--- YOUR GOAL ---
Please reproduce all of the lines below, word for word and in full.

DATA FOR ANALYSIS section start

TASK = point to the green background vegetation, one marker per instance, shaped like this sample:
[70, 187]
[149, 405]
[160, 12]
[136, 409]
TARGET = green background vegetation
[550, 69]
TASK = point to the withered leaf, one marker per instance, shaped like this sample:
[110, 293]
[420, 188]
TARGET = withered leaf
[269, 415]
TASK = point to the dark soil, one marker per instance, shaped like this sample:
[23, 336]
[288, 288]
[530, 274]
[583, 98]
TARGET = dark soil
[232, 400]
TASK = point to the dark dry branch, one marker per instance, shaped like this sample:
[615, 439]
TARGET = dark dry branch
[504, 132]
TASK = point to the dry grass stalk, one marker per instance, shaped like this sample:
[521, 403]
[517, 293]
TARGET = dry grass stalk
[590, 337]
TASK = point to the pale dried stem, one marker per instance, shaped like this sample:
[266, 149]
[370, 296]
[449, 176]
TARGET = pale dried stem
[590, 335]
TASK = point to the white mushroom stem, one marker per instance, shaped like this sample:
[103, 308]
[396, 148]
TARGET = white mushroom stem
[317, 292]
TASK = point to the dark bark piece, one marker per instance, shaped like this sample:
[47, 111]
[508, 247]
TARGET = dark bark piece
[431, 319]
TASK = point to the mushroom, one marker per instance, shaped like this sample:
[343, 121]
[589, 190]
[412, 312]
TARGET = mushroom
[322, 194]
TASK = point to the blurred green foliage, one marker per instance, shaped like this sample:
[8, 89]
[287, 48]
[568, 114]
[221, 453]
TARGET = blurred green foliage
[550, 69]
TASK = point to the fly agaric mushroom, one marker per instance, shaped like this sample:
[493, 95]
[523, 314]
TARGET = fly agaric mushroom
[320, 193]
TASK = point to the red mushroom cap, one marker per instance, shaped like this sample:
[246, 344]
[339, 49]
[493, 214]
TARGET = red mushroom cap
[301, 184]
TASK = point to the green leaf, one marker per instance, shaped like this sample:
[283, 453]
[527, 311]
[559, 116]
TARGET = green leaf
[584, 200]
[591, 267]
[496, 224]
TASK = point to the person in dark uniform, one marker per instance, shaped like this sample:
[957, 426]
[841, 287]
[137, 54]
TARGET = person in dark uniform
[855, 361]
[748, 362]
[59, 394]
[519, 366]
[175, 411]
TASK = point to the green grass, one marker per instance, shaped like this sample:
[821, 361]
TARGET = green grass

DATA FOR ANALYSIS section end

--- EXERCISE ANSWER ---
TASK = point to the green background vegetation, one marker per instance, shaped like this sample:
[70, 187]
[149, 405]
[160, 12]
[136, 409]
TARGET = green background vegetation
[550, 69]
TASK = point to the withered leaf, one marker per instance, shaped like this sample:
[110, 293]
[420, 188]
TARGET = withered leaf
[269, 415]
TASK = point to the dark soil, one marker per instance, shaped like this sample:
[23, 336]
[288, 288]
[530, 274]
[583, 98]
TARGET = dark soil
[232, 400]
TASK = point to the dark dry branch, one marker per instance, shaped like this sample:
[615, 439]
TARGET = dark dry branch
[504, 132]
TASK = point to the dry grass stalk, one marker per instance, shaped like this sample:
[521, 403]
[517, 293]
TARGET = dry grass stalk
[590, 337]
TASK = point to the pale dried stem, one marker per instance, shaped like this sample:
[266, 149]
[370, 296]
[449, 176]
TARGET = pale dried stem
[590, 335]
TASK = point to the white mushroom stem, one marker per instance, shaped like this sample:
[103, 308]
[396, 148]
TARGET = white mushroom stem
[317, 292]
TASK = point to the dark bark piece, one marker per instance, shaped like this sample:
[47, 111]
[508, 247]
TARGET = dark bark piece
[431, 319]
TASK = point to the mushroom, one marker per instance, shaped like this sample:
[343, 121]
[589, 190]
[412, 312]
TARGET = mushroom
[322, 194]
TASK = point to the blurred green foliage, one marker per instance, shaped like this sample:
[8, 89]
[287, 48]
[568, 114]
[221, 453]
TARGET = blurred green foliage
[550, 69]
TASK = point to the fly agaric mushroom, one marker per instance, shaped like this sample:
[493, 95]
[523, 314]
TARGET = fly agaric mushroom
[320, 193]
TASK = point to the red mushroom cap, one marker per instance, shaped like this sample:
[246, 344]
[339, 49]
[493, 214]
TARGET = red mushroom cap
[301, 184]
TASK = point to the green leaf, one marker per instance, shaped like this sample:
[283, 453]
[527, 311]
[559, 116]
TARGET = green leaf
[584, 200]
[591, 267]
[496, 224]
TASK = point to the person in dark uniform, one marker per instance, shaped like this sample:
[957, 426]
[841, 287]
[137, 54]
TARGET = person in dark uniform
[855, 361]
[748, 362]
[59, 394]
[519, 366]
[175, 411]
TASK = point to the green grass, one marker per instance, shaped like this sample:
[821, 361]
TARGET = green grass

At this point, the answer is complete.